TEXT SECTION>
Start of Block
On rehearing, the DOL contended that its Regulation only prohibited the prospective waiver of FMLA rights. A number of organizations filed amici briefs in support of that position, including the National Employment Lawyers Association, the Equal Employment Advisory Council, the Society of Human Resource Management and the U.S. Chamber of Commerce. The DOL argued that the word “rights” in the Regulation does not include FMLA claims, an argument undercut by an amicus brief it had filed in an unrelated case earlier this year.

In rejecting the DOL’s position, the Court identified three categories of FMLA “rights”: (1) an employee’s substantive right to both take a certain amount of leave and to reinstatement following such leave; (2) an employee’s proscriptive right not to be discriminated or retaliated against for exercising substantive FMLA rights; and (3) an employee’s remedial right to bring a claim or lawsuit for an employer’s FMLA violations. The Court concluded that the phrase “rights under the FMLA” refers to each of the above categories of rights.

The Court also recounted the DOL’s inconsistent arguments with respect to the Regulation. In its latest interpretation, the DOL turned its focus to the difference between the prospective waiver of future claims and the retrospective waiver of past claims, arguing that the latter was appropriate and permissible. The DOL attempted to analogize the FMLA to Title VII and the Age Discrimination in Employment Act (ADEA), both of which allow the retrospective waiver of claims without supervision. Disagreeing with the DOL’s argument, the Court distinguished “labor standards laws” such as the FMLA and the FLSA, with statutes such as Title VII and the ADEA, which were enacted to address and remediate discrimination against specific classes of employees. The Court also found it significant that before the Regulation was finalized, the DOL rejected the recommendation of business representatives that waivers and releases be allowed in connection with severance packages and the settlement of FMLA claims. (The plaintiff in Taylor had signed a global release in exchange for a $12,000 severance payment.) In fact, the DOL went the other direction by choosing to adopt the “no-waiver-of-rights policy” applicable to the FLSA.
End of Block
DATASET>
Start of Block
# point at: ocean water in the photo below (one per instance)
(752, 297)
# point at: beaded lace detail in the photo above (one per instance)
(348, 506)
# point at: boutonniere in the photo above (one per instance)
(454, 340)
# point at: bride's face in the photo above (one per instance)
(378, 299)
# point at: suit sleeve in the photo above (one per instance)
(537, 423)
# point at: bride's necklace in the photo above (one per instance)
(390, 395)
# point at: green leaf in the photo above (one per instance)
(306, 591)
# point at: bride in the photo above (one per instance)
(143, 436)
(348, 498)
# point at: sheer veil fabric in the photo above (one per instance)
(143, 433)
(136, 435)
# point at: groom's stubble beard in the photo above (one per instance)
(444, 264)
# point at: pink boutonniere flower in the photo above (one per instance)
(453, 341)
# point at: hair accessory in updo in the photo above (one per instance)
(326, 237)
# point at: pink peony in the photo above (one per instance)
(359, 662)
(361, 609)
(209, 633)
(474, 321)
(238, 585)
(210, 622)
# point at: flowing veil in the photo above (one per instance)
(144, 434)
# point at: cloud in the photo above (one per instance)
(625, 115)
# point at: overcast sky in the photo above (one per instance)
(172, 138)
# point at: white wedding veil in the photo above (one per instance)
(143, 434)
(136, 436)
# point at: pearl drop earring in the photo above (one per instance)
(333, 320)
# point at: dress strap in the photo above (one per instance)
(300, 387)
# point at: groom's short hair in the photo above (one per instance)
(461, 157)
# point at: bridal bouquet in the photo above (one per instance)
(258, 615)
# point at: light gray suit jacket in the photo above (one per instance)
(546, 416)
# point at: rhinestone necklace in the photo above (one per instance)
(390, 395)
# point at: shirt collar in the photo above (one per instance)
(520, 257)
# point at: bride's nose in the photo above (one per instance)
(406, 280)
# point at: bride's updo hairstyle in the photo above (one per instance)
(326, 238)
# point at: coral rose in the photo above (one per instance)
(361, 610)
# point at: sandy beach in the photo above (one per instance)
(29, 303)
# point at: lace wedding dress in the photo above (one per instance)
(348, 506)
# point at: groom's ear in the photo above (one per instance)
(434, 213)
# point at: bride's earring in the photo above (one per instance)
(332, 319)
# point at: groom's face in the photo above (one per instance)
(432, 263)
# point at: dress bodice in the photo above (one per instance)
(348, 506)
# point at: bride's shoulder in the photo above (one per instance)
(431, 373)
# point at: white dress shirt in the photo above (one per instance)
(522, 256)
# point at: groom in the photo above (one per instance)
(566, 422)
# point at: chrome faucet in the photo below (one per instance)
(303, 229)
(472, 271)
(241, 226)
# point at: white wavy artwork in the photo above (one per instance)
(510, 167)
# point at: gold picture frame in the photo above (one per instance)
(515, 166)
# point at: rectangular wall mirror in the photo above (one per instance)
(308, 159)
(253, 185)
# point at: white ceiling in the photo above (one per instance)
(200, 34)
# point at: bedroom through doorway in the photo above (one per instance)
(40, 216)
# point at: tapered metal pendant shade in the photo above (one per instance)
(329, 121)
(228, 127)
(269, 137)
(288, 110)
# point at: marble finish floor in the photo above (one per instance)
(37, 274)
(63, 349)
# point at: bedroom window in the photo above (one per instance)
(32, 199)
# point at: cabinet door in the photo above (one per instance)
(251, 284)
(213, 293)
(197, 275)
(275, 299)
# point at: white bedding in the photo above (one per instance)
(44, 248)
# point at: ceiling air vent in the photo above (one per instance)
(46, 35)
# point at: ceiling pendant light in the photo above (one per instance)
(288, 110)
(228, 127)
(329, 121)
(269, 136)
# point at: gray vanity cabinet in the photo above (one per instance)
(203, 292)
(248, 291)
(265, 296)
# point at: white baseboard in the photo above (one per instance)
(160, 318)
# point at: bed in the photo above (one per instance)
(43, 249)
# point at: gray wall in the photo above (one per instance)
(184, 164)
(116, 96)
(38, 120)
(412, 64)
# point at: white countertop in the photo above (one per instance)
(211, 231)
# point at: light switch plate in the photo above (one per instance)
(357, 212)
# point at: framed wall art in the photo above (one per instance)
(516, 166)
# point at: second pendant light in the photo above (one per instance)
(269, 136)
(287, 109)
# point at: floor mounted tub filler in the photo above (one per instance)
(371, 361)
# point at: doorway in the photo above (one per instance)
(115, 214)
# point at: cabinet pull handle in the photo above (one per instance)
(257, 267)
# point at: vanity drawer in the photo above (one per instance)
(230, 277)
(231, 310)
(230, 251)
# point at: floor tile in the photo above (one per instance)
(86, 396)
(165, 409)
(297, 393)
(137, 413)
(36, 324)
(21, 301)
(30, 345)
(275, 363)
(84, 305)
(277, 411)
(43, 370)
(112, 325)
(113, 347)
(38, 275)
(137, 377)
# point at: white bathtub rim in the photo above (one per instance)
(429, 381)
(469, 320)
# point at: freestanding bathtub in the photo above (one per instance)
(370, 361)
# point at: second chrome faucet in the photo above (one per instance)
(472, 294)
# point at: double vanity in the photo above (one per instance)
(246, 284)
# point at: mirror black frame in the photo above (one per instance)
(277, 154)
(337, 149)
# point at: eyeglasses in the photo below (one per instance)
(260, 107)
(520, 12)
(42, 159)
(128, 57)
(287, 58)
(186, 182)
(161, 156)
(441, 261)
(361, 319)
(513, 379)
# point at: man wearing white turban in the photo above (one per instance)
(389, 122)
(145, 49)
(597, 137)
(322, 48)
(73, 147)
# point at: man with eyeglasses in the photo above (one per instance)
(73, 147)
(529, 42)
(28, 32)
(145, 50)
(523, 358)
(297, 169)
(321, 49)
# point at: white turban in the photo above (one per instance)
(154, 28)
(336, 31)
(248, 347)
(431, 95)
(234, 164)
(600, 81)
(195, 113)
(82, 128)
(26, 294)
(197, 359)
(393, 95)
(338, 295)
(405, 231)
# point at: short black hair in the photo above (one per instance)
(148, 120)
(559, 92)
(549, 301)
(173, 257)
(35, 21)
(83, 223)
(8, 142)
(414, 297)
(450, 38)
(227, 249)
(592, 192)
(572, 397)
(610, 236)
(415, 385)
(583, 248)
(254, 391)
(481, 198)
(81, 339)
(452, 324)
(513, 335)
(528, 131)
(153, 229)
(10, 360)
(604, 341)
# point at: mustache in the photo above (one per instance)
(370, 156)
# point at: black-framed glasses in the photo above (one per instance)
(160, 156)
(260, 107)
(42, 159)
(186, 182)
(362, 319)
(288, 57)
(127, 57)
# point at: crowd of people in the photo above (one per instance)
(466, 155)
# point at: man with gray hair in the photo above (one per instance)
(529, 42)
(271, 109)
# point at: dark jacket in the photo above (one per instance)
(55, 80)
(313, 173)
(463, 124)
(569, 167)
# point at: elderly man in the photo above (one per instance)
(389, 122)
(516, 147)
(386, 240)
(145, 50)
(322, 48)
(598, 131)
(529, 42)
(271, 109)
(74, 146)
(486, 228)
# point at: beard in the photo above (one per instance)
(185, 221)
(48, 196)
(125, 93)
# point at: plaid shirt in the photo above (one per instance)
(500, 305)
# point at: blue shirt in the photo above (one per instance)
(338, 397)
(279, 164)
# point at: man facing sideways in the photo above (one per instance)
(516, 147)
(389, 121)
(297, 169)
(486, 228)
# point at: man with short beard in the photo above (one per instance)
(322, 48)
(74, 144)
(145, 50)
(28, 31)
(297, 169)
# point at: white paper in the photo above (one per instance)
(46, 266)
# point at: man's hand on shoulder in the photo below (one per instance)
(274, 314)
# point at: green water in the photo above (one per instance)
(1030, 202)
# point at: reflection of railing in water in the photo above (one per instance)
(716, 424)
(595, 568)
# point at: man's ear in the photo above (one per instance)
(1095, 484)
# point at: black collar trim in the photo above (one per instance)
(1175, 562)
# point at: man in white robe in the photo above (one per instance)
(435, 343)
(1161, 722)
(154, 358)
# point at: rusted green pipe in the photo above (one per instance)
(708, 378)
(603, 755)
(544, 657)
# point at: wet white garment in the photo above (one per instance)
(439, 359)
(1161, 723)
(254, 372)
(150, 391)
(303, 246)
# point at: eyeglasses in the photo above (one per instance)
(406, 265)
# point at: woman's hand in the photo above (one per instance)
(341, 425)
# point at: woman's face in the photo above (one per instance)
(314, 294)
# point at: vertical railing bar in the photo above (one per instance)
End of Block
EXERCISES>
a: In the FMLA waiver text, starting with "In rejecting the" and going on through "categories of rights.", swap "lawsuit" for "suit" and write out that stretch.
b: Please carry on the FMLA waiver text from its last sentence.
These rows were drawn from a separate source.

YOUR WRITTEN ANSWERS>
a:
In rejecting the DOL’s position, the Court identified three categories of FMLA “rights”: (1) an employee’s substantive right to both take a certain amount of leave and to reinstatement following such leave; (2) an employee’s proscriptive right not to be discriminated or retaliated against for exercising substantive FMLA rights; and (3) an employee’s remedial right to bring a claim or suit for an employer’s FMLA violations. The Court concluded that the phrase “rights under the FMLA” refers to each of the above categories of rights.

b:
Prospective vs. Retrospective Waivers

Ultimately, the Fourth Circuit found there was nothing in the language of the Regulation permitting a distinction between prospective and retrospective waivers. It reaffirmed its previous holding that without prior DOL or court approval, the Regulation bars the waiver or release of any rights under the FMLA, including the right to bring a claim or action for an FMLA violation. The Court did not believe that the additional hurdles associated with DOL or court supervision would create an undue burden or problems for parties seeking releases of FMLA claims.

Shortly after oral argument in Taylor, the DOL issued a request for information and public comment on the FMLA and its regulations. In a somewhat ambiguous fashion, the DOL specifically sought “input on whether a limitation should be placed on the ability of employees to settle their past FMLA claims.” 71 Fed. Reg. 69504, 69509-10 (December 1, 2006). This topic was not addressed in any detail in the DOL’s resulting Family and Medical Leave Act Regulations: A Report on the Department of Labor’s Request for Information, 72 Fed. Reg. 35550 (June 28, 2007).

Employers may see an amended regulation or subsequent decisions in the future which allow for the waiver of certain FMLA claims without DOL or court approval. Unless and until such a change is made, however, employers must continue to be cognizant that a release of FMLA claims will not be valid and enforceable unless approved by the DOL or a court. In addition, companies should ensure that separation and release agreements are drafted to include appropriate claims and a severability clause, to prevent an unenforceable FMLA waiver provision from invalidating an entire agreement.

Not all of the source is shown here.